- _PROBLEM TO SOLVE_:
Set out all of the lines below as a numbered list, omitting any blank lines and leaving the pictures out of your answer.

--- begin MATERIAL FOR THE TASK ---

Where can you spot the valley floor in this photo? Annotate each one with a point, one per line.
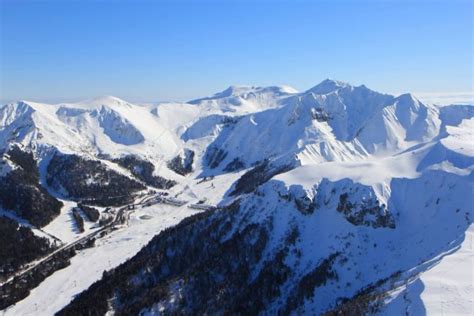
(89, 264)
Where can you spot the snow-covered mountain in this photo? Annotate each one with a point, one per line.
(337, 199)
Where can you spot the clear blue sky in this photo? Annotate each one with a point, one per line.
(177, 50)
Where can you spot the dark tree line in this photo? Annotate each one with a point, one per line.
(18, 246)
(143, 170)
(90, 180)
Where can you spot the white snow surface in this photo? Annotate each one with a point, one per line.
(415, 158)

--- end MATERIAL FOR THE TASK ---

- _CORRECT ANSWER_:
1. Where can you spot the valley floor in this photo? Annotate each one with a point, one per line.
2. (89, 264)
3. Where can you spot the snow-covered mountain in this photo? Annotate each one with a point, one per line.
4. (337, 199)
5. Where can you spot the clear blue sky in this photo? Annotate each one with a point, one per line.
6. (177, 50)
7. Where can you spot the dark tree line in this photo? Annotate each one with a point, one per line.
8. (18, 246)
9. (143, 170)
10. (90, 180)
11. Where can you spot the white snow surface in this photo? Annotate each one with a point, one per line.
12. (415, 158)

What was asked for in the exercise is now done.